= DOCUMENT =
==========
Sarah Bush Lincoln (December 13, 1788 – April 12, 1869) was the second wife of Thomas Lincoln and stepmother of Abraham Lincoln. She was born in Kentucky to Christopher and Hannah Bush. She married her first husband, Daniel Johnston, in 1806, and they had three children. Daniel Johnston died in 1816, and in 1819, she married widower Thomas Lincoln, joining his family with her three children.

Early life
Sarah Bush was born December 13, 1788, in Hardin County, Kentucky, the third daughter to Hannah Davis (1745–1835) and Christopher Bush (1735–1813). Christopher Bush, a settler of Dutch ancestry, was a  financially well-off slave patrol captain. Described as "a stirring, industrious man," he owned more than two thousand acres of Kentucky land. The Bushes moved with their nine children to Elizabethtown, Kentucky, when Sarah was two years old. As a child, Sarah prided herself on her appearance and keeping up with the latest fashion. She had blue-gray eyes and was light complexioned. Sarah has been described as proud, energetic, hard working, neat, and possessing good sense.

Her brother Isaac (1779–1827) sold Thomas Lincoln the Sinking Stream Farm.

Marriage and family

Daniel Johnston
Sarah Bush married Daniel Johnston (1782–1816) on March 13, 1806. The Johnstons were parents to three children: John, Elizabeth and Matilda.

The Johnstons struggled financially throughout their marriage, having little or no taxable property and debts that Daniel's brothers sometimes settled. In 1814, Daniel obtained the position of county jailer, which included living quarters for the family within the jailhouse. Sarah became the cook and cleaner for the jail. In addition, the couple performed cleaning services for the courthouse. In 1816, Daniel died of cholera during an epidemic. Thereafter, Sarah seems to have recovered financially somewhat; she purchased a cabin that had previously been owned by Samuel Haycraft, furnished it with luxurious furnishings, and sent one of her daughters to a private school.

Thomas Lincoln

Indiana

Thomas Lincoln (1778–1851) met Sarah in Elizabethtown, Kentucky. After Nancy died in 1818, Thomas returned to Elizabethtown as he had heard that Sarah Bush Johnston was then a widow. His proposal was apparently: "I have no wife and you no husband. I came a-purpose to marry you. I knowed you from a gal and you knowed me from a boy. I've no time to lose: and if you're willin' let it be done straight off." The two decided to marry, and Lincoln paid her outstanding debts. Sarah and Thomas married on December 2, 1819 in a log house on Main Street in Elizabethtown. He brought her and her three children, who ranged from 8 to 13 years of age, to his farm in Indiana, where she became stepmother to his two children. Sarah transformed the home with the addition of furniture and furnishings that would have seemed luxurious to the Lincolns, cleaned up the house and children, and insisted upon the placement of a wooden floor in the cabin, loft for the boys (John Johnston, Abraham Lincoln and Dennis Hanks), creation of a greased paper window and completion of the roof.
==========
= WHAT IS ASKED =
(A) Answer these questions from the biography:
(i) Whom did Sarah Bush marry in 1806?
(ii) What position did Daniel Johnston obtain in 1814?
(iii) Where did Sarah and Thomas Lincoln marry?
(B) Quote everything in the biography from "Sarah Bush Lincoln" down to "her three children.".
The lines that follow the biography were taken from another source.

= COLLECTED MATERIAL =
==========
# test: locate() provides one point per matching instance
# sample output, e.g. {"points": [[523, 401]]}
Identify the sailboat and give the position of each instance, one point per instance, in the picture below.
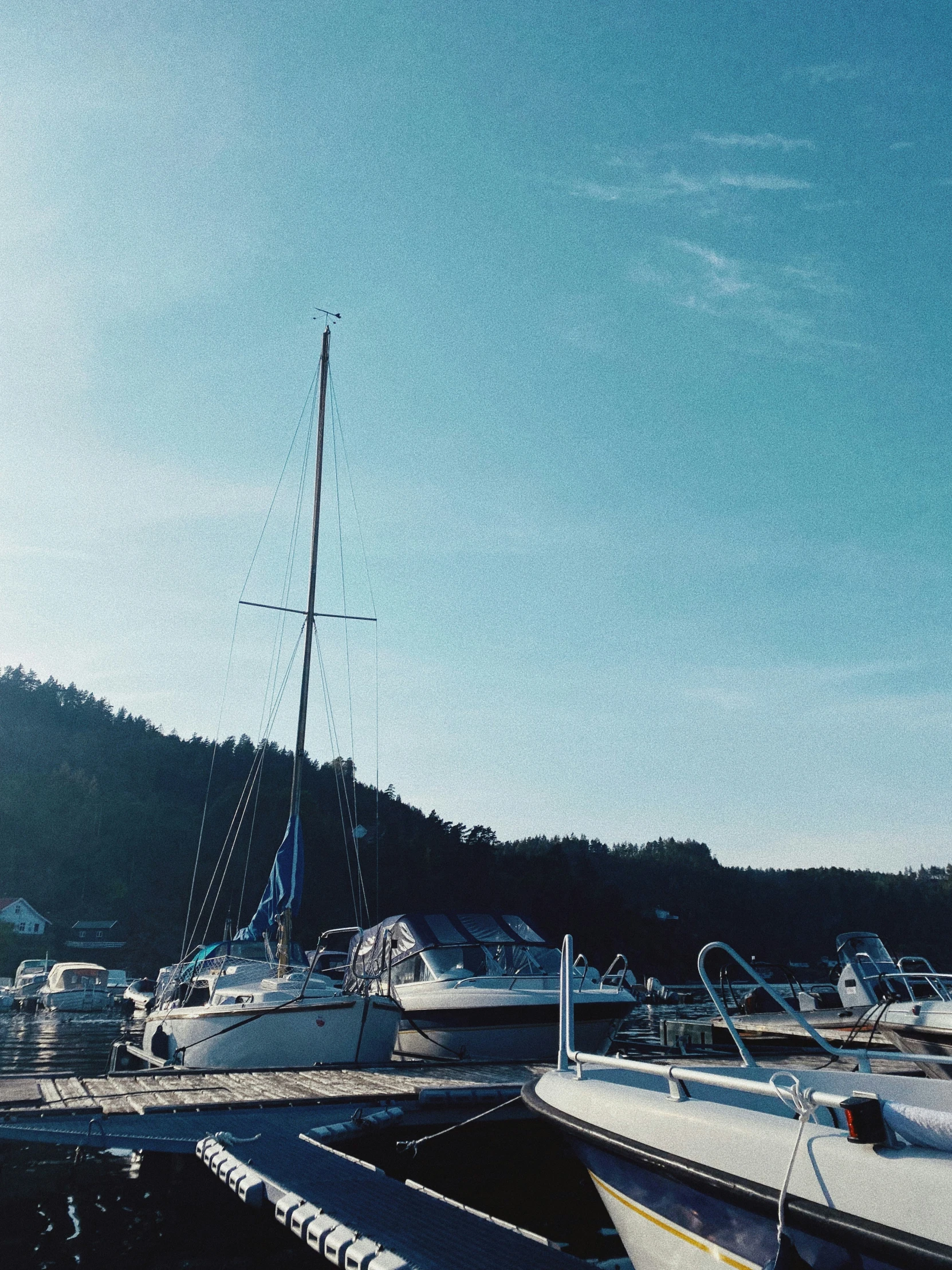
{"points": [[253, 1001]]}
==========
= SOLUTIONS PER TASK =
(A)
(i) Daniel Johnston
(ii) County jailer
(iii) In a log house on Main Street in Elizabethtown

(B)
Sarah Bush Lincoln (December 13, 1788 – April 12, 1869) was the second wife of Thomas Lincoln and stepmother of Abraham Lincoln. She was born in Kentucky to Christopher and Hannah Bush. She married her first husband, Daniel Johnston, in 1806, and they had three children. Daniel Johnston died in 1816, and in 1819, she married widower Thomas Lincoln, joining his family with her three children.